Halloween Miracles
by Sinclair Noe
DOW
– 73 = 15,545
SPX – 6 = 1756
NAS – 10= 3919
10 YR YLD + .02 = 2.54%
OIL - .53 = 96.24
GOLD – 20.20 = 1323.70
SILV - .83 = 22.01
SPX – 6 = 1756
NAS – 10= 3919
10 YR YLD + .02 = 2.54%
OIL - .53 = 96.24
GOLD – 20.20 = 1323.70
SILV - .83 = 22.01
The
S&P closed near its intraday low, but it's been a good October.
For the month, the Dow gained 2.8 percent, the S&P 500 added 4.5
percent and the Nasdaq rose 3.9 percent. The S&P 500 is up 23.2
percent for the year so far.
The
S&P/Case-Shiller index showed that home prices in 20 large metro
areas rose 1.3% from July and 12.8% from August 2012. Prices haven't
risen this fast year over year since Feb. 2006. Still, there are
signs of a cooling. The rate of monthly increases in the 20 large
cities peaked in April. Since then home prices continued to rise, but
at a slower pace each month. This month 16 cities reported smaller
gains in August compared to July. Las Vegas saw the largest annual
increases, with prices soaring from a year earlier 29.2%. In
San Francisco prices jumped 25.4%; in Los Angeles 21.7%; in San
Diego 21.5%.
The
Chicago purchasing managers index jumped to a reading of 65.9 in
October, up from 55.7 and well ahead of the consensus of 54.5.
Readings above 50 indicate expansion.
The
number of Americans filing first-time claims for unemployment
insurance fell by 10,000 last week, to 340,000 from 350,000 the week
before. Though it's the third straight week that claims have dropped,
the number of applications is still within a range that signals a
sluggish labor market. The unemployment rate at 7.2% is almost
certain to climb in October because of the government shutdown. The
jobless rate includes workers who are temporarily laid off from their
jobs, even if they eventually get paid for time missed. As a result,
the unemployment rate in October will include furloughed government
workers as well as private-sector employees laid off by companies
that rely heavily on federal contracts. The unemployment rate could
jump up to 7.5%. The number of net jobs created, however, might not
be affected nearly as much. That number is derived from a separate
Labor Department survey of businesses about how many people they
hired in a month.

········

**TO DO:**
• a. Please copy a passage from the market commentary word for word, starting at the words "For the month, the" and ending after the words "Diego 21.5%.".
• b. Translate this sentence from the market commentary into Spanish: "Readings above 50 indicate expansion."
• c. Answer these questions from the market commentary:
(i) By what percentage did the Nasdaq rise for the month?
(ii) Which city saw the largest annual increase in home prices?
(iii) To what number did first-time unemployment claims fall last week?

**MATERIAL:**
········

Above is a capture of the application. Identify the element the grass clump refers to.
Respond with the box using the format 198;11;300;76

········

**RESPONSE LIST:**
• a.
For the month, the Dow gained 2.8 percent, the S&P 500 added 4.5
percent and the Nasdaq rose 3.9 percent. The S&P 500 is up 23.2
percent for the year so far.
The
S&P/Case-Shiller index showed that home prices in 20 large metro
areas rose 1.3% from July and 12.8% from August 2012. Prices haven't
risen this fast year over year since Feb. 2006. Still, there are
signs of a cooling. The rate of monthly increases in the 20 large
cities peaked in April. Since then home prices continued to rise, but
at a slower pace each month. This month 16 cities reported smaller
gains in August compared to July. Las Vegas saw the largest annual
increases, with prices soaring from a year earlier 29.2%. In
San Francisco prices jumped 25.4%; in Los Angeles 21.7%; in San
Diego 21.5%.

• b. Las lecturas superiores a 50 indican expansión.

• c.
(i) 3.9 percent
(ii) Las Vegas
(iii) 340,000